> _THE REQUEST_:
Could you repeat the entries below exactly, leaving the pictures out of your answer?
>> Start RECORDS SUPPLIED
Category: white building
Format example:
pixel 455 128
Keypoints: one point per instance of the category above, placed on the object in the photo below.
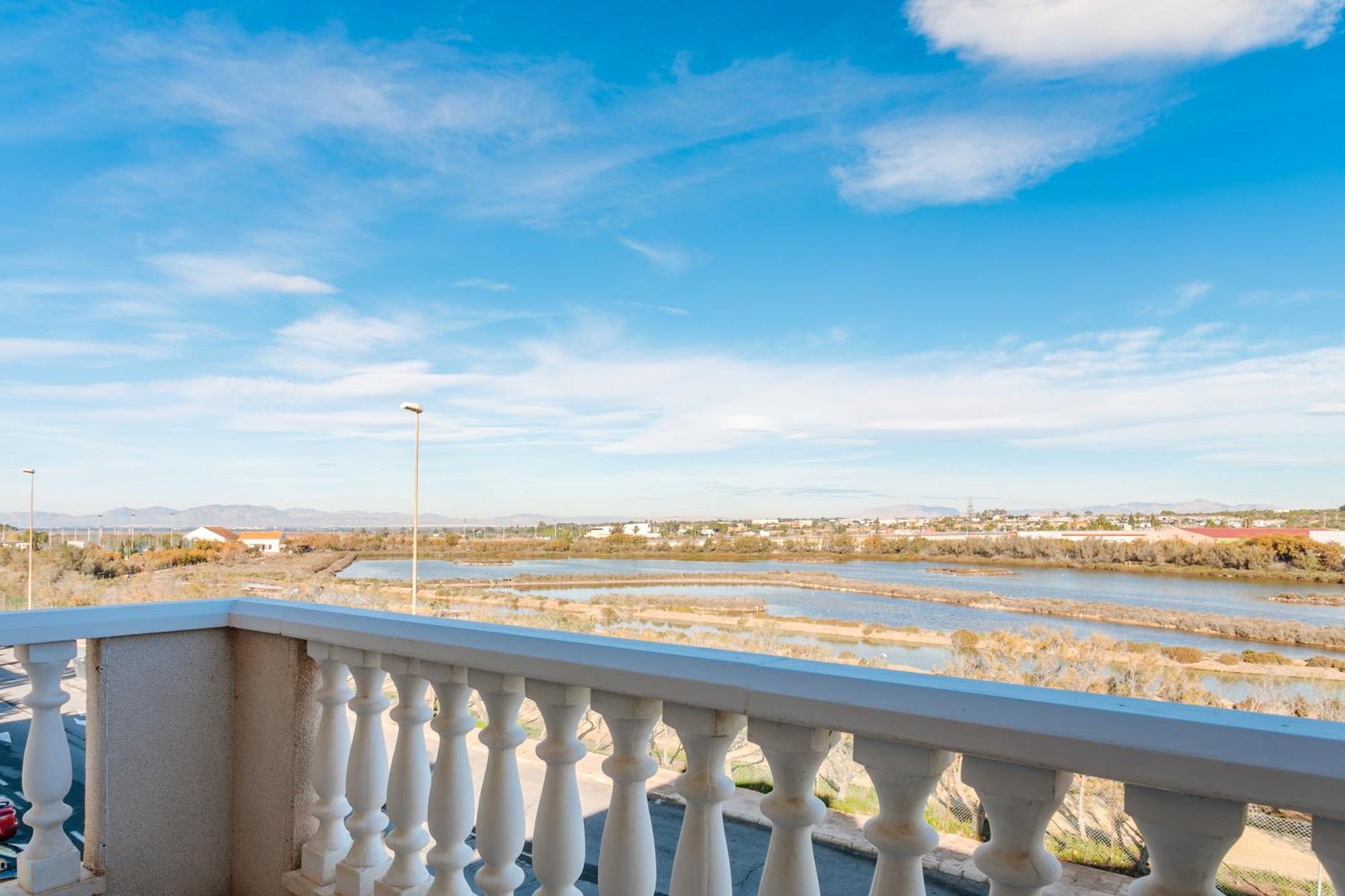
pixel 267 542
pixel 210 533
pixel 630 529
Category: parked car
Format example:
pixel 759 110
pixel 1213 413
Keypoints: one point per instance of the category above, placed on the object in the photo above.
pixel 9 819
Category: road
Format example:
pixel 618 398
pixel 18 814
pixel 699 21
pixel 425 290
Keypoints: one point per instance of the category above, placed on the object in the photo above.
pixel 14 736
pixel 841 872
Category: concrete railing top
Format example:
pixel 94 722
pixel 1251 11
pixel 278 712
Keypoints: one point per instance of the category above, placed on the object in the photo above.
pixel 1278 760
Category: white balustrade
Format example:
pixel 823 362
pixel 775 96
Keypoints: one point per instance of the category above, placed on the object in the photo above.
pixel 451 786
pixel 794 754
pixel 408 783
pixel 1019 802
pixel 332 751
pixel 1330 845
pixel 367 778
pixel 905 775
pixel 500 819
pixel 1187 837
pixel 626 862
pixel 701 862
pixel 50 861
pixel 559 833
pixel 1179 752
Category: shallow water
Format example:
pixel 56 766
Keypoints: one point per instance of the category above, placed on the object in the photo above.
pixel 1227 596
pixel 785 600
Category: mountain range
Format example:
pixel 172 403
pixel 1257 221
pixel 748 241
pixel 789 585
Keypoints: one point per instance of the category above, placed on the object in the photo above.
pixel 267 517
pixel 307 518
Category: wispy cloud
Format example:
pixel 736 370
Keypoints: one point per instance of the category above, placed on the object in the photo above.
pixel 482 283
pixel 1078 34
pixel 1286 296
pixel 341 331
pixel 17 350
pixel 972 158
pixel 223 275
pixel 664 310
pixel 1195 391
pixel 670 260
pixel 1182 299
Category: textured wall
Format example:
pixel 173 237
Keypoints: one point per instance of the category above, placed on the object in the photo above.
pixel 198 758
pixel 161 768
pixel 275 728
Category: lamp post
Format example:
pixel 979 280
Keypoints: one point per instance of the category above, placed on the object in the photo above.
pixel 33 546
pixel 416 409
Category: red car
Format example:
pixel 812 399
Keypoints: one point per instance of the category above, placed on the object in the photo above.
pixel 9 819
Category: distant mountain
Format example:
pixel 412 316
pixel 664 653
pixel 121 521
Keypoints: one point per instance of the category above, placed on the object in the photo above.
pixel 267 517
pixel 900 512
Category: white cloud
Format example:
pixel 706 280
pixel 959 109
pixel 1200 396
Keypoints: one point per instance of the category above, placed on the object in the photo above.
pixel 223 275
pixel 482 283
pixel 1198 391
pixel 1184 298
pixel 1077 34
pixel 670 260
pixel 342 331
pixel 962 159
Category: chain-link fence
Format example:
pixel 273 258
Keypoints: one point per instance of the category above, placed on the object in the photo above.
pixel 1274 856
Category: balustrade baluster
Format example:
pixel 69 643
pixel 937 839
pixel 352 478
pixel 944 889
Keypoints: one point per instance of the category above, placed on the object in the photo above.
pixel 701 864
pixel 905 776
pixel 408 783
pixel 1019 801
pixel 50 861
pixel 559 833
pixel 794 755
pixel 626 862
pixel 451 786
pixel 367 778
pixel 1187 837
pixel 332 752
pixel 500 818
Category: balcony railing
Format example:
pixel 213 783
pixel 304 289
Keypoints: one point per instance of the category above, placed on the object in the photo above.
pixel 221 759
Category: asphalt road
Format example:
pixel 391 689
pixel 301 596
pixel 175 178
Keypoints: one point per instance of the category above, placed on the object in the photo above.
pixel 14 736
pixel 841 872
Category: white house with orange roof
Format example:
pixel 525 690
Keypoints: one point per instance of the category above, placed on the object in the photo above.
pixel 267 542
pixel 210 533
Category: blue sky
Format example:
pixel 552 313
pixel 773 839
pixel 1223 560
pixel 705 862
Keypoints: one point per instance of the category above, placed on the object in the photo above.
pixel 689 259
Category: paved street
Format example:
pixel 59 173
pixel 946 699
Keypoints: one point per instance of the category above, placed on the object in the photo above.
pixel 841 870
pixel 14 735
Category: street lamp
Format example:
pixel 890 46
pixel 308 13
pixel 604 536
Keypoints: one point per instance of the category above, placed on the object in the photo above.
pixel 416 409
pixel 33 479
>> End RECORDS SUPPLIED
> _TASK SOLUTION_:
Category: white building
Format example:
pixel 455 128
Keypoints: one point per instance of the category above, placed on the object in the photo below.
pixel 267 542
pixel 210 533
pixel 630 529
Category: parked car
Format example:
pixel 759 110
pixel 1213 413
Keypoints: one point per instance of the category above, placed on the object in the photo above.
pixel 9 819
Category: road
Format example:
pixel 618 398
pixel 18 814
pixel 699 21
pixel 425 290
Keypoints: one point per instance of the category above, placed on the object in the photo above.
pixel 14 736
pixel 841 872
Category: concrete railing top
Format example:
pixel 94 722
pixel 1251 11
pixel 278 712
Keypoints: one point per instance of the category above, placed on the object in the photo above.
pixel 1278 760
Category: white balustrade
Format example:
pixel 823 362
pixel 775 96
Keypoints: one point per instance of the category above, placed on the object in the photo above.
pixel 451 786
pixel 794 754
pixel 408 783
pixel 1019 802
pixel 332 751
pixel 1330 845
pixel 367 778
pixel 905 775
pixel 500 819
pixel 1187 837
pixel 626 862
pixel 701 862
pixel 50 861
pixel 559 833
pixel 1179 752
Category: shallow water
Format example:
pixel 56 766
Keypoints: one point per instance of the category above, placed on the object in the photo above.
pixel 1227 596
pixel 785 600
Category: mountain range
Format example:
pixel 172 403
pixel 1257 221
pixel 748 241
pixel 789 585
Keypoints: one point per instance of the category above, placed on the object in the photo above.
pixel 267 517
pixel 307 518
Category: wispy cloud
Format example:
pixel 736 370
Keypoints: one point per instance of the category above, placed on the object in the photo above.
pixel 482 283
pixel 1078 34
pixel 1286 296
pixel 341 331
pixel 17 350
pixel 972 158
pixel 223 275
pixel 664 310
pixel 1195 391
pixel 670 260
pixel 1182 299
Category: textured wall
Format example:
pixel 173 237
Keypoints: one point per instance of the category above, placed on the object in the photo above.
pixel 198 758
pixel 161 768
pixel 275 728
Category: lamp post
Format example:
pixel 979 280
Keypoints: one point per instance of the category above, placed on the object in the photo above.
pixel 33 546
pixel 416 409
Category: red car
Format example:
pixel 812 399
Keypoints: one point per instance of the category above, placed on the object in the photo above.
pixel 9 819
Category: distant mountain
Format example:
pixel 412 316
pixel 664 653
pixel 121 521
Keypoints: one point per instance of the category above, placed on the object in the photo above.
pixel 267 517
pixel 900 512
Category: white cloud
Format example:
pixel 706 280
pixel 959 109
pixel 1200 396
Keypoints: one point per instance of the category above, placed on the object in the photo above.
pixel 223 275
pixel 482 283
pixel 1198 391
pixel 1184 298
pixel 1077 34
pixel 670 260
pixel 342 331
pixel 962 159
Category: chain-link fence
Format example:
pixel 273 258
Keypoints: one point per instance of the category above, placed on the object in the photo above.
pixel 1274 856
Category: balustrade baluster
Format example:
pixel 69 643
pixel 937 839
pixel 352 478
pixel 944 889
Keypoints: one point per instance of the category above, placed on the object in the photo above.
pixel 701 864
pixel 905 776
pixel 408 783
pixel 1019 801
pixel 50 861
pixel 559 833
pixel 794 755
pixel 626 862
pixel 451 786
pixel 367 778
pixel 1187 837
pixel 332 752
pixel 500 818
Category: balcony railing
Format example:
pixel 213 783
pixel 304 289
Keypoints: one point per instance of the category above, placed on the object in the photo above.
pixel 221 759
Category: asphalt road
Format example:
pixel 391 689
pixel 301 596
pixel 175 178
Keypoints: one point per instance of the category above, placed on the object in the photo above.
pixel 14 736
pixel 841 872
Category: white house with orange roof
Format example:
pixel 525 690
Keypoints: one point per instance of the category above, placed on the object in the photo above.
pixel 267 542
pixel 210 533
Category: blue sky
Format example:
pixel 552 313
pixel 773 839
pixel 1223 560
pixel 705 862
Keypoints: one point per instance of the category above, placed on the object in the photo above.
pixel 689 259
Category: paved street
Format example:
pixel 59 173
pixel 946 699
Keypoints: one point per instance of the category above, placed on the object in the photo above.
pixel 841 870
pixel 14 735
Category: street lamp
Format example:
pixel 890 46
pixel 308 13
pixel 604 536
Keypoints: one point per instance of the category above, placed on the object in the photo above.
pixel 416 409
pixel 33 479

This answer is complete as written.